Data to process:
......

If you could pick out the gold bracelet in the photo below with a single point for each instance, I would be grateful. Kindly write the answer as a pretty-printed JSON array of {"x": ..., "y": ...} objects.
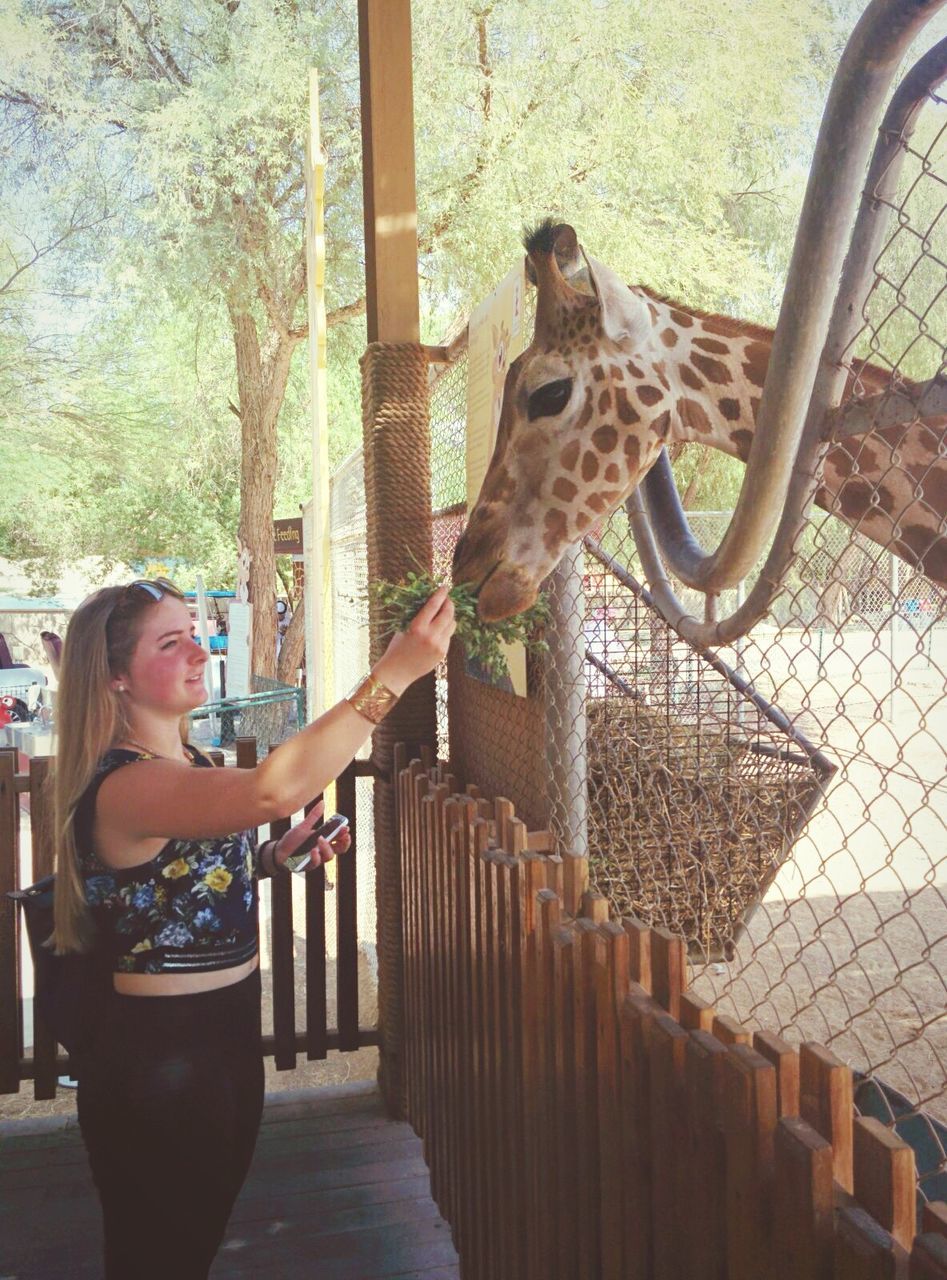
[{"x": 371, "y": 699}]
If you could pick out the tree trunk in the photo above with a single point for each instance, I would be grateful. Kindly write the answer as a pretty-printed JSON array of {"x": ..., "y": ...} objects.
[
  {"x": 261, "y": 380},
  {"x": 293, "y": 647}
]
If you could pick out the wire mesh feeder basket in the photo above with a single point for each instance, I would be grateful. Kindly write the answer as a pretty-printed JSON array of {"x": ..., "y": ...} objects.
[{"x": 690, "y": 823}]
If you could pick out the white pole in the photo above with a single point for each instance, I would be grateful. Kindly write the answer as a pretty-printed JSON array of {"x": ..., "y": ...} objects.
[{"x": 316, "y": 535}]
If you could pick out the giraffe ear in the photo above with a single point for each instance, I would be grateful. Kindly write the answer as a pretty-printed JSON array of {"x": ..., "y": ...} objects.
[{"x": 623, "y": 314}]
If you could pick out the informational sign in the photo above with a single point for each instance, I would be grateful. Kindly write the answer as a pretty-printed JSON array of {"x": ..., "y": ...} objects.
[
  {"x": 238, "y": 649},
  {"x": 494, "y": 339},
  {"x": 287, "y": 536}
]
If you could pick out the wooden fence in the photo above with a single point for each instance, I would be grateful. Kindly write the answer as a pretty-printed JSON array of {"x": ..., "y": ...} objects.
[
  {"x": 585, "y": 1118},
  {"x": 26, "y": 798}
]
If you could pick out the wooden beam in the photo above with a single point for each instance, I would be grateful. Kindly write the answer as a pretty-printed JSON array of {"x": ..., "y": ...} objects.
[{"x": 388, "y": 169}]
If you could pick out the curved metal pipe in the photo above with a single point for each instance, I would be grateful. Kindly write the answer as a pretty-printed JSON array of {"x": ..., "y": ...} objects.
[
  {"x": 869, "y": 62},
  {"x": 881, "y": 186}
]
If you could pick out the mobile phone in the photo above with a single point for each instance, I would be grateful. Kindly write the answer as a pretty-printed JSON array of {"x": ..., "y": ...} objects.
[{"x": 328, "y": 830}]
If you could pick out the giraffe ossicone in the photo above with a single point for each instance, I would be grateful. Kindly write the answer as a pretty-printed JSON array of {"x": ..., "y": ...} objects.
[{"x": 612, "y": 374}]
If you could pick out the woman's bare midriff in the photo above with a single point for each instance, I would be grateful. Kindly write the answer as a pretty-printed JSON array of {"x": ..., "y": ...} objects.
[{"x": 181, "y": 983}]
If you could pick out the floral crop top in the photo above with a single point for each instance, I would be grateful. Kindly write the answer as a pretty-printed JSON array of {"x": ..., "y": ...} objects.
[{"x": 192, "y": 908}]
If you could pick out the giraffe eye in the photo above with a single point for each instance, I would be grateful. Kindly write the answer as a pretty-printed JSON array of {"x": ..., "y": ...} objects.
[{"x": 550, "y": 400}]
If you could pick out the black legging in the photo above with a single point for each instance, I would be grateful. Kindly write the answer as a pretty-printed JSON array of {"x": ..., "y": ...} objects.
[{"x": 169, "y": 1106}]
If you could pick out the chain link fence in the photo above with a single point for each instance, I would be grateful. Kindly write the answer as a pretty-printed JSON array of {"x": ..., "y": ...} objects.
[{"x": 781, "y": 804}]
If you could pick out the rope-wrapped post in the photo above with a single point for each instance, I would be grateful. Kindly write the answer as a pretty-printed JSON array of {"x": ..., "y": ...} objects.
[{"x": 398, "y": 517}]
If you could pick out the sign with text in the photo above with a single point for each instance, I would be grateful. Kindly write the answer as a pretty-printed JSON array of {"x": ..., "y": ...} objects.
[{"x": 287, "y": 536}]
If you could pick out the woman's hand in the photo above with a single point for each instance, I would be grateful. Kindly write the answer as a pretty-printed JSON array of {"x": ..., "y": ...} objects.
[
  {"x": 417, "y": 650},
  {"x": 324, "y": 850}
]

......

Problem statement:
Reproduce each entry precisely; the pictures stay out.

Response area:
If you could pick out the gold bracelet in the photo below with a single point for each instance, I would be grateful. Kindly write the answer as a pretty-printed JSON array of {"x": ..., "y": ...} objects.
[{"x": 371, "y": 699}]
If you could pick out the tree trunk in the photo above with a single point for each instance, I would be grateful. Kindly write the answer as a pretty-printed JSON array of {"x": ..., "y": ...} objects.
[
  {"x": 261, "y": 380},
  {"x": 293, "y": 647}
]
If you could pick out the wire mesh feeder basket in the photo above with a single point for each instance, I would be grateful. Kindly write the answer as a pretty-printed JSON array of {"x": ..., "y": ...} objects.
[{"x": 690, "y": 823}]
If you could pick out the white pole in the photo above with a single point for each instance, I would be grateful. Kindly write the answer as a pretty-printed JSON array of {"x": ..., "y": ...} objects.
[{"x": 316, "y": 535}]
If you could pick out the giraffe ear in the photo above with a single point for each instance, I would be grateful. Kindly write the answer as a pretty-printed JSON array of {"x": ..., "y": ...} objects.
[{"x": 623, "y": 314}]
If you could pick out the informational sign in the photo above with a single point for each instance, I would be grateful. Kindly write the answer as a pretty-printed JSON array of {"x": ..., "y": ...} objects.
[
  {"x": 238, "y": 649},
  {"x": 494, "y": 339},
  {"x": 287, "y": 536}
]
If you could pick out the wooden fence in the photo above with a single point for each instance, I would be grateful. Kindly write the answer as a pretty-printed JSON array of {"x": ..., "y": ...} objects.
[
  {"x": 585, "y": 1118},
  {"x": 26, "y": 798}
]
If you could pick out the wooden beam in the photo above with a single point for each instance, I would be grateful. Kindly write the answer as a pretty-printed JSON array of {"x": ..., "y": ...} objects.
[{"x": 388, "y": 169}]
If you could pick out the curved metal pipe in the photo above with a single point for each instance, I would be grateful. Kindly write the answer as a pretty-printed JSON array of {"x": ..., "y": ...} objects.
[
  {"x": 869, "y": 62},
  {"x": 881, "y": 186}
]
If you could pick out the mobile phone in the photo above with a single point for each instance, I would be grateful. Kindly write the answer as a pretty-printed JSON array of {"x": ..., "y": ...} objects.
[{"x": 328, "y": 830}]
If you could pick out the giraffe ossicone in the photo above with a single point for each instance, I would be grateful. Kindly write the answer as a pretty-printed JSON array of {"x": ..., "y": ...} objects.
[{"x": 612, "y": 374}]
If you could pick out the woman's bare midriff in the photo above with a single point for each instance, I would be grateful. Kindly write the answer as a pretty-printed JSON array of {"x": ..., "y": ...} objects.
[{"x": 181, "y": 983}]
If you could pick out the floral crop top in the photo above with a single point for each instance, I would be grateful. Kindly write the answer as a pretty-printed JSON array of {"x": ..., "y": ...} objects.
[{"x": 192, "y": 908}]
If you could pick out the giraffe eye in the photo above with a single point for each instance, I would be grateful. Kindly write the answer as a pretty-printed JSON array of {"x": ..., "y": ...} objects.
[{"x": 550, "y": 400}]
If you could pick out the black legging in the photo above with a single point for each instance, I would be grateful. Kindly write the answer as a pretty-printed JSON array of {"x": ..., "y": ...} objects.
[{"x": 169, "y": 1106}]
If you could pick out the chain link fence in the photo above with a single point for each instance, I would be grateful. Kindly write the answer as a pretty-printed JSON array of {"x": ..., "y": ...} objects.
[{"x": 781, "y": 804}]
If you could pick out the rope-wrapped post in the photo above with a single point for each instance, I would be grateful. Kindly write the answer as a pretty-printed JSON array of {"x": ..., "y": ...} objects.
[{"x": 398, "y": 517}]
If you could pick out the sign with text in the photo above with a single point for each instance, I would be grateful. Kindly write the answer as a pretty-printed JSON array of {"x": ..., "y": ...} objects.
[{"x": 287, "y": 536}]
If you could pick out the woman's hand in the photo above with a single point for each instance, I would be grateful. Kindly write the answer as a pretty-printed JSON array of {"x": ..., "y": ...} objects.
[
  {"x": 417, "y": 650},
  {"x": 324, "y": 850}
]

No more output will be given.